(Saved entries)
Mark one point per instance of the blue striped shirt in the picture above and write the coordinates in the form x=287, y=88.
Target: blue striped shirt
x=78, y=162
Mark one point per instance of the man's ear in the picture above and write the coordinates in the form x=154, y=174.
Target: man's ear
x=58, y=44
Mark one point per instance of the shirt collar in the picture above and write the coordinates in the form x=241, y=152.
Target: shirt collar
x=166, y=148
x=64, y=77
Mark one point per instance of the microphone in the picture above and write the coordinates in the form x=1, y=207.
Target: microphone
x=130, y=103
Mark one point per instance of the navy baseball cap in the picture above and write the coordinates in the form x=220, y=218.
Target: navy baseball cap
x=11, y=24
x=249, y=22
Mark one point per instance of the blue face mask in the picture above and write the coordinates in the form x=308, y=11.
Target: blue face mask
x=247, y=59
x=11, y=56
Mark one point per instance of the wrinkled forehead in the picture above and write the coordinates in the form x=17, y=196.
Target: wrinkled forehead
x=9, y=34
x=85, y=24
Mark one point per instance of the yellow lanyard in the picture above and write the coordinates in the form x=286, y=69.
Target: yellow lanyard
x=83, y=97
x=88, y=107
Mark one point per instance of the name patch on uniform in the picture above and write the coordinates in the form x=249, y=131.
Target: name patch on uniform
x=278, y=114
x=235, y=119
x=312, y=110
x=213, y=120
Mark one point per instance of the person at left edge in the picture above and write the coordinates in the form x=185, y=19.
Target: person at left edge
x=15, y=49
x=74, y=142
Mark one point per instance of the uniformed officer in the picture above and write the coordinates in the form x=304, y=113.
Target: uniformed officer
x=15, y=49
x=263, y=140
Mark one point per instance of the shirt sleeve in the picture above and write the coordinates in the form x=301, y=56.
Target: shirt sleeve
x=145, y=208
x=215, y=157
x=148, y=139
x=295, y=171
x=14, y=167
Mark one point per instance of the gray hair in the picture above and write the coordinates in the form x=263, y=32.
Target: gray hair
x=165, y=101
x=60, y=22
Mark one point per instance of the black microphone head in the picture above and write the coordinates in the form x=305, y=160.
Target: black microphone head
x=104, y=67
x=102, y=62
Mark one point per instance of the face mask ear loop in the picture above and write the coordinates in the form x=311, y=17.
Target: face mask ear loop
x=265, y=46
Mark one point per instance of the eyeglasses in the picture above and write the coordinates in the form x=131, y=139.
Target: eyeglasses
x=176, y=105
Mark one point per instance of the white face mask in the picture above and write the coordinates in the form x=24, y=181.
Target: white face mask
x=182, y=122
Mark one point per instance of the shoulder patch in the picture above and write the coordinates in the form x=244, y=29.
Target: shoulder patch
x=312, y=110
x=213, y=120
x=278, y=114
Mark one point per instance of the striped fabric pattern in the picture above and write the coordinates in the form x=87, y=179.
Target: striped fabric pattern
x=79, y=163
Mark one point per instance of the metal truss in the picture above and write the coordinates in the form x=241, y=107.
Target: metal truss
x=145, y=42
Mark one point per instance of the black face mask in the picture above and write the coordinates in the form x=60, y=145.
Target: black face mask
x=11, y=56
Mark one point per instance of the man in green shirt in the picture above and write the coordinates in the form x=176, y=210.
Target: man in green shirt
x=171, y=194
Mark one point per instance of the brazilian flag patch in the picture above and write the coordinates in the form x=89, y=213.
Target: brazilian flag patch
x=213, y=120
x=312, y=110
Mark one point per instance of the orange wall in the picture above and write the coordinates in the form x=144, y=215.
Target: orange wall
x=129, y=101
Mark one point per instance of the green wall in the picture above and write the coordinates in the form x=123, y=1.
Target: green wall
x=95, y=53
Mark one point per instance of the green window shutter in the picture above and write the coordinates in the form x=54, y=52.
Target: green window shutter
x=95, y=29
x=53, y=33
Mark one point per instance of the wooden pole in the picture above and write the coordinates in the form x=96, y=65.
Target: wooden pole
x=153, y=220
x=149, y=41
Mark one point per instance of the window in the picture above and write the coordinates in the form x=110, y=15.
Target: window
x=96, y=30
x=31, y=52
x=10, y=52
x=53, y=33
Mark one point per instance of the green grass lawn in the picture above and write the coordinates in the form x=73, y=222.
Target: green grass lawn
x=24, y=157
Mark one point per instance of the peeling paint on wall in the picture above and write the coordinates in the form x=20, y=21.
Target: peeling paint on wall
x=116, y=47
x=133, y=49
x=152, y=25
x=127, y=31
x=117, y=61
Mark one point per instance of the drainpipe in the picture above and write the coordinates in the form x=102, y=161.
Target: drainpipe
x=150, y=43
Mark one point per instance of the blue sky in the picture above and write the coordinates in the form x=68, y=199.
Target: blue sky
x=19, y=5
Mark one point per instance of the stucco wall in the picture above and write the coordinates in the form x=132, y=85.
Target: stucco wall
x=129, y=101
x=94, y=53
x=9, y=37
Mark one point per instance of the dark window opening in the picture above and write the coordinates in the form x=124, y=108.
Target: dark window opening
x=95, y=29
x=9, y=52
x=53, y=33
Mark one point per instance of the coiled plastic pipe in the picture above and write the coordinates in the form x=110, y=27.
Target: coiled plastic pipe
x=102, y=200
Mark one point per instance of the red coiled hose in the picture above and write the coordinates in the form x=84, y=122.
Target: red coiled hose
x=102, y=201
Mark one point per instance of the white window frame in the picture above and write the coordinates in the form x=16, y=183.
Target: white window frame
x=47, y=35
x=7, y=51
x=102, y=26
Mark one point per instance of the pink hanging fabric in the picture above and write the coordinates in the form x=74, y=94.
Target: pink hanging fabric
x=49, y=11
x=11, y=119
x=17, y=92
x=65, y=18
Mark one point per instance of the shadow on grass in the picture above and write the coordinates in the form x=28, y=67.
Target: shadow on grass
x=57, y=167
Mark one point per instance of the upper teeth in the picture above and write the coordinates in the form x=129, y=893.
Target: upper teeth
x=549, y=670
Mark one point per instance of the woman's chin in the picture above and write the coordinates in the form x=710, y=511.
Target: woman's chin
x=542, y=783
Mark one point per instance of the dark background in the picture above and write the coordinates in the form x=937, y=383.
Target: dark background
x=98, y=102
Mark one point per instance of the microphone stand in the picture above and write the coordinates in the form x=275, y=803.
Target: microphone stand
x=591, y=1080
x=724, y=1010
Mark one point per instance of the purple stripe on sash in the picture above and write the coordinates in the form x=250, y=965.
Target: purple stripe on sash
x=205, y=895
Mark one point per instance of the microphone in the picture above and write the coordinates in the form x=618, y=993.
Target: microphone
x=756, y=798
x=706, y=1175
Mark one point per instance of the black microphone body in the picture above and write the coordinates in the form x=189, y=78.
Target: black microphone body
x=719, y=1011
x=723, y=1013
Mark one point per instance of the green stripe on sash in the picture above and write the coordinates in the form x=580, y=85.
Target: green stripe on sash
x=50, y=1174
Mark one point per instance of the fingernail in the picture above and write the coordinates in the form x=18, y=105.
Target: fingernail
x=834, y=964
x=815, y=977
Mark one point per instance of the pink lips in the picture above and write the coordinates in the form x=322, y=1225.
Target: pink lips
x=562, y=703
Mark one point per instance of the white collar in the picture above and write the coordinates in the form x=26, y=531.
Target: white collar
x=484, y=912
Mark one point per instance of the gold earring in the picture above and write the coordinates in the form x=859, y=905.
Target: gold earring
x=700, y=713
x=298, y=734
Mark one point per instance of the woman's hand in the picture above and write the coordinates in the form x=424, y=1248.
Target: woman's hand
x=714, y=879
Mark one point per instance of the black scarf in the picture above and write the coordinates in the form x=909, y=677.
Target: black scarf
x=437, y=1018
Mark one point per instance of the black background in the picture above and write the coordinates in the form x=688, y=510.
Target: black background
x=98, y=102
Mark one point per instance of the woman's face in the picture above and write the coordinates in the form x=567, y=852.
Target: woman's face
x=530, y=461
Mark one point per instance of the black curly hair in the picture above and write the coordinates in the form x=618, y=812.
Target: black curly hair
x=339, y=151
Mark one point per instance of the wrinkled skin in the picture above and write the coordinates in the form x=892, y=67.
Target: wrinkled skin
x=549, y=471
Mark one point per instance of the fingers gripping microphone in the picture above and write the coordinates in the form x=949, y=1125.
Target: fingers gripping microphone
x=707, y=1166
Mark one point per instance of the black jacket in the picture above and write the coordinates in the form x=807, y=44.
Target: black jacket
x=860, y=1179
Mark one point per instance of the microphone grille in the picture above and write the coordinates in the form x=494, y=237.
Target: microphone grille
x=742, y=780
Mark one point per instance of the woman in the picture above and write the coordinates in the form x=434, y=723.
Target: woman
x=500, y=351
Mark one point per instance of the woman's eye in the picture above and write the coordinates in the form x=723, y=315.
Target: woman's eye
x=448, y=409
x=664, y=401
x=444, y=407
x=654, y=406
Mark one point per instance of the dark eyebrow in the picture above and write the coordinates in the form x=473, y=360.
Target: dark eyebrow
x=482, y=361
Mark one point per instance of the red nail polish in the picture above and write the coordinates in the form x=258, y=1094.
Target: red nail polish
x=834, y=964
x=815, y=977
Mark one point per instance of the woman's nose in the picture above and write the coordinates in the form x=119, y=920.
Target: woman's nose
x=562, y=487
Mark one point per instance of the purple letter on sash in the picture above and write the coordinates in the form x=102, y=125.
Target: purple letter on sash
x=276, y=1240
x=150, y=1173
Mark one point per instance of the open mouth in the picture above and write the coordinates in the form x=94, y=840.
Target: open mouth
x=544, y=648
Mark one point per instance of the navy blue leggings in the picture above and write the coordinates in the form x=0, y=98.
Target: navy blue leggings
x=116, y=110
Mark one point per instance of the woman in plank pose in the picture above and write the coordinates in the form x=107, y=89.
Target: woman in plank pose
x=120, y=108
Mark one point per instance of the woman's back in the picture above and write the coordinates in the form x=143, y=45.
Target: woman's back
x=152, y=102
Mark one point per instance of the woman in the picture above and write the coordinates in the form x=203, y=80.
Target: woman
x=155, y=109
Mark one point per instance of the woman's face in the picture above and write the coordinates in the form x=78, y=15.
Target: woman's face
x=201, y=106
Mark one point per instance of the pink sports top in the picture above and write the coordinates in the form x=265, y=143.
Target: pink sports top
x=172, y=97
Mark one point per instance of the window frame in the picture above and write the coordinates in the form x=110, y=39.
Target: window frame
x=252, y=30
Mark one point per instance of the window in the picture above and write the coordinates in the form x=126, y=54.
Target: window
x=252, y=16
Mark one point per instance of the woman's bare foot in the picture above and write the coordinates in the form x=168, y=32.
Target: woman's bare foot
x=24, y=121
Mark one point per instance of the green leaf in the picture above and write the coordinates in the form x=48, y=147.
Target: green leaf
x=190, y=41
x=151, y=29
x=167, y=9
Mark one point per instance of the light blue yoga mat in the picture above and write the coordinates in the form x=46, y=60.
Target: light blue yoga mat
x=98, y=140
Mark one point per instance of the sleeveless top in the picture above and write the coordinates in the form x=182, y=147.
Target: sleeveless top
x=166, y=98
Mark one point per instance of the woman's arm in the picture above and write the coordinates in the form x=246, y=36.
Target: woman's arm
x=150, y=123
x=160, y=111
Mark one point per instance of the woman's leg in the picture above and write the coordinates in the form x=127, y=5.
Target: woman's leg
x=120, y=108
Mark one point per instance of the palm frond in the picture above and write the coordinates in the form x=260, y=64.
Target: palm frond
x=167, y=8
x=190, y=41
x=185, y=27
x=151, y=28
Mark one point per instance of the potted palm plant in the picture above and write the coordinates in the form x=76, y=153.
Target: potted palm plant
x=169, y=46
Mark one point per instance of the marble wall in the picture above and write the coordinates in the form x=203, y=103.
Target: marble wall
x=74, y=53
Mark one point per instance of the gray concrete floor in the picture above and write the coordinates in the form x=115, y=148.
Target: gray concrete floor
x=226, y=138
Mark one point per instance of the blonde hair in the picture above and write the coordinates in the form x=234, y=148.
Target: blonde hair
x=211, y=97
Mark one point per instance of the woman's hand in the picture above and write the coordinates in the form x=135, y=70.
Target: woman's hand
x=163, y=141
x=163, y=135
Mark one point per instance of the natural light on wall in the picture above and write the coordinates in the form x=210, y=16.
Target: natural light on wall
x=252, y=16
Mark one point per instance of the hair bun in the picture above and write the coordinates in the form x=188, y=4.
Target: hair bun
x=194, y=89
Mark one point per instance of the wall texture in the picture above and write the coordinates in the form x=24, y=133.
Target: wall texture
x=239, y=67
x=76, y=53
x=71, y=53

[Directions for this task]
Transcribe the records above exactly, beginning at the line that contains "Target: upper teeth" and ending with the line that contains "Mark one point per instance of the fingernail", both included, and nothing else.

[Task answer]
Target: upper teeth
x=549, y=670
Mark one point per instance of the woman's chin in the picture above and write the coordinates in the form x=710, y=511.
Target: woman's chin
x=542, y=783
Mark one point per instance of the dark background in the picture above and write the coordinates in the form x=937, y=383.
Target: dark background
x=98, y=102
Mark one point per instance of the microphone stand in the picture above and write the coordinates in the form x=275, y=803.
Target: microphone stand
x=591, y=1080
x=724, y=1010
Mark one point per instance of the purple stripe on sash in the picture above and write the coordinates in the form x=250, y=965.
Target: purple stripe on sash
x=205, y=895
Mark one point per instance of the microphone in the picture above and write the coordinates in the form x=618, y=993.
Target: microphone
x=756, y=798
x=706, y=1175
Mark one point per instance of the black microphone body in the picture above and write the coordinates in the form x=189, y=78.
Target: black microphone body
x=719, y=1011
x=723, y=1013
Mark one point per instance of the green stripe on sash in the picture above and write the coordinates in the form x=580, y=85.
Target: green stripe on sash
x=50, y=1174
Mark one point per instance of the fingernail in the picture above and write the coordinates in the form x=18, y=105.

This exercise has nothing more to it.